**SHORT TASK 1**
Rewrite the entries as a JSON list of strings, one string per line. Begin at the line that contains "If you could pin the oven handle" and stop at the end of the entries, omitting blank lines and the pictures.

**SOURCE EXTRACT**
2020-06-30 Thread Mark Rogers
On Tue, 30 Jun 2020 at 12:13, Simon McVittie  wrote:
>
> I would have expected this to be done in some "larger" network management
> component that is responsible for bringing up network interfaces according
> to your configuration, rather than necessarily dhcpcd.service itself.

In which case one would expect dhcpcd to depend on that instead; I
can't see any obvious dependencies that would apply but I'm somewhat
out of my depth here.

> You mentioned Raspbian, which is a Debian derivative?

Yes, Raspbian is Debian a derivative.

> Typically server-class systems will use either ifupdown or
> systemd-networkd, which are ideal for relatively static network
> configurations that are set up by a sysadmin.

It's definitely not systemd-networkd, to my untrained eye it looks
like ifupdown is there but how do I confirm?  dhcpcd seems to start
very early in the boot and doesn't seem to be After anything on my
Raspbian box.

**SHORT TASK 2**
Extend the mailing-list reply about dhcpcd startup on Raspbian from where it stops.

**SUPPLIED RECORDS**
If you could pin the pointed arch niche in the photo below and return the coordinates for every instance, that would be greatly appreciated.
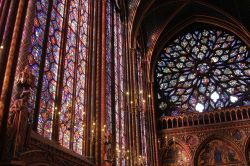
(218, 151)
(176, 154)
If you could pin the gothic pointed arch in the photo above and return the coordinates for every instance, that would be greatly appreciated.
(218, 149)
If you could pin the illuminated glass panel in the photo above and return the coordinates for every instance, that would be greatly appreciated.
(201, 71)
(37, 41)
(108, 66)
(71, 122)
(119, 88)
(79, 124)
(50, 74)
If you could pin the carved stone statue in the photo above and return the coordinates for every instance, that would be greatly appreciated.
(19, 112)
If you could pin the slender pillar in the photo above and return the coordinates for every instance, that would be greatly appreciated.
(9, 76)
(62, 53)
(6, 37)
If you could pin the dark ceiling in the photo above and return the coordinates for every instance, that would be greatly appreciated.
(158, 15)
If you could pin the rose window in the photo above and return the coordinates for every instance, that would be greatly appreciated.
(202, 71)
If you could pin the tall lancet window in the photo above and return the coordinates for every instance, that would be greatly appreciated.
(60, 62)
(202, 70)
(115, 76)
(119, 86)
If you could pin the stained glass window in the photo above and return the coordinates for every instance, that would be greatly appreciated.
(141, 101)
(119, 87)
(108, 66)
(202, 70)
(71, 115)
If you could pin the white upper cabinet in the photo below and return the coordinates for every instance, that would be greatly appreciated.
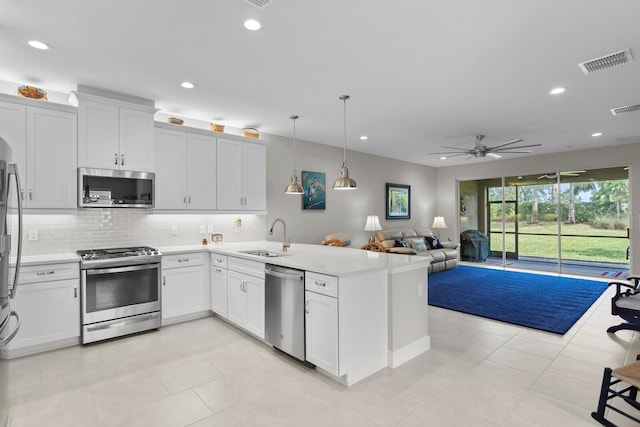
(51, 162)
(44, 142)
(114, 134)
(241, 175)
(185, 170)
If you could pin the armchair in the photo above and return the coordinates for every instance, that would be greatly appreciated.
(626, 304)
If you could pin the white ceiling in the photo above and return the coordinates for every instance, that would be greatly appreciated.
(421, 74)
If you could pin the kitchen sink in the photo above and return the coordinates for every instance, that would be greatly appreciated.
(262, 252)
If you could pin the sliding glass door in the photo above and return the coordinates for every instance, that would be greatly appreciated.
(572, 222)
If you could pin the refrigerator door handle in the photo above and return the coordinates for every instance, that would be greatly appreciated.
(13, 333)
(13, 170)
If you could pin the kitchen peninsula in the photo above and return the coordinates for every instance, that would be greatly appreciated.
(379, 315)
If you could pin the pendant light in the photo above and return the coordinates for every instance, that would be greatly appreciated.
(344, 182)
(294, 187)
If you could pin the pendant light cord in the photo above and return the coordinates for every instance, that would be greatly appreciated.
(294, 117)
(344, 153)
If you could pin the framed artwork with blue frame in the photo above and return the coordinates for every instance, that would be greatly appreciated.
(314, 186)
(398, 201)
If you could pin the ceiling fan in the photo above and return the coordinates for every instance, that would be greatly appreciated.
(554, 175)
(481, 150)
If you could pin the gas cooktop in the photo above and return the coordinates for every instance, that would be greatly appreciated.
(119, 256)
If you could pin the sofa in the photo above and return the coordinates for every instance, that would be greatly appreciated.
(421, 242)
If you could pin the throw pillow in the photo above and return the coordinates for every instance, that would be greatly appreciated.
(399, 243)
(418, 245)
(433, 243)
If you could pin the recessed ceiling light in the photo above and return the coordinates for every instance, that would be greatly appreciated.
(252, 24)
(37, 44)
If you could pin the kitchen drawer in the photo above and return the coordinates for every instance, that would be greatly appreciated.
(183, 260)
(321, 283)
(252, 268)
(47, 272)
(218, 260)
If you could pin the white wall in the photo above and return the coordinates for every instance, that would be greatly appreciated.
(621, 155)
(345, 210)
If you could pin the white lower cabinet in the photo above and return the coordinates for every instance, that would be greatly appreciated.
(184, 291)
(321, 329)
(246, 295)
(346, 324)
(48, 303)
(219, 288)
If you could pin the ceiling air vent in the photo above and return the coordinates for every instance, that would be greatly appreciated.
(624, 110)
(607, 61)
(261, 4)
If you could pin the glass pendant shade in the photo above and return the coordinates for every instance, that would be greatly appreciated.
(345, 182)
(294, 187)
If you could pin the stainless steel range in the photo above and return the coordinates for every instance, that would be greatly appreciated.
(121, 291)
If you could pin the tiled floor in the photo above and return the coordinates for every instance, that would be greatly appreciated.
(206, 373)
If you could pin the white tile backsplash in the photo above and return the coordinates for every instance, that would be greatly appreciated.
(104, 228)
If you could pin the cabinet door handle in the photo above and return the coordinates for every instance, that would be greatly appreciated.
(44, 273)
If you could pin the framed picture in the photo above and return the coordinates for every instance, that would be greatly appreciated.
(315, 196)
(398, 201)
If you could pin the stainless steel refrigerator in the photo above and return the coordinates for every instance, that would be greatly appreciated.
(9, 181)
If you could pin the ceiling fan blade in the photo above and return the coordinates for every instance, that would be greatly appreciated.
(504, 144)
(515, 148)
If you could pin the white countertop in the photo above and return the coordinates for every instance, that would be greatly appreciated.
(335, 261)
(332, 260)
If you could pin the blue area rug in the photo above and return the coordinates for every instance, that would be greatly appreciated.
(548, 303)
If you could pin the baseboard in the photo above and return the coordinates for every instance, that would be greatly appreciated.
(38, 348)
(408, 352)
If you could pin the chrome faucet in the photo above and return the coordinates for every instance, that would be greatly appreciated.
(285, 242)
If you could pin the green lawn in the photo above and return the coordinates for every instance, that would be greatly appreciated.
(604, 249)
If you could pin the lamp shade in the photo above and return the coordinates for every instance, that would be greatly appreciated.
(438, 222)
(373, 223)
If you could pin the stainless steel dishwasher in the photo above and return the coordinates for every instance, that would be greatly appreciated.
(284, 310)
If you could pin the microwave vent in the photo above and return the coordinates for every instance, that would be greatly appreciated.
(605, 62)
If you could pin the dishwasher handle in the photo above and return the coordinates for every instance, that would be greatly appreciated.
(284, 273)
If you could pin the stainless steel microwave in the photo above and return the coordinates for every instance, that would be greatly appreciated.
(106, 188)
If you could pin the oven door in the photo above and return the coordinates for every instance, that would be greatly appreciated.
(113, 293)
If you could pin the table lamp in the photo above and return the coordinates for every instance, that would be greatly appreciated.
(438, 223)
(372, 224)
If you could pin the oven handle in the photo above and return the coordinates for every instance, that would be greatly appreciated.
(96, 271)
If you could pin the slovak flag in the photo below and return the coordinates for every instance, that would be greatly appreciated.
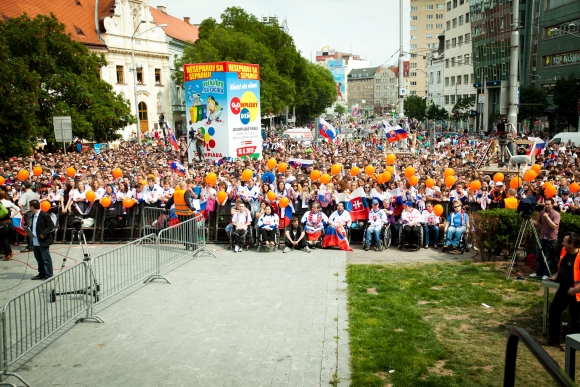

**OUTPUT 1**
[
  "If you could pin the oven handle in the photo above and return the coordinates for every instance, that would be greatly appreciated.",
  "(96, 271)",
  "If you could pin the slovak flag in the photo below and return the coordinates for every instance, that would be greatly appreciated."
]

**OUTPUT 2**
networking.service certainly includes After=network-pre.target and
Before=network.target, but dhcpcd also includes Before=network.target
- I can't see any combination of dependencies that would put
dhcpcd.service later than networking.service. It's quite plausible
that the "bug" here isn't necessarily the need for
After=network-pre.target but as far as I can tell it is missing
something.

> If Raspbian does its own thing rather than recycling Debian components
> for this, then it might need a separate bug report.

I don't have a Debian box to check dhcpcd dependencies but I would
assume that they're lifted from Debian, albeit that they may or may
not be default Debian components. I have raised a Raspbian bug, which
references this thread, so I'll see where that takes me.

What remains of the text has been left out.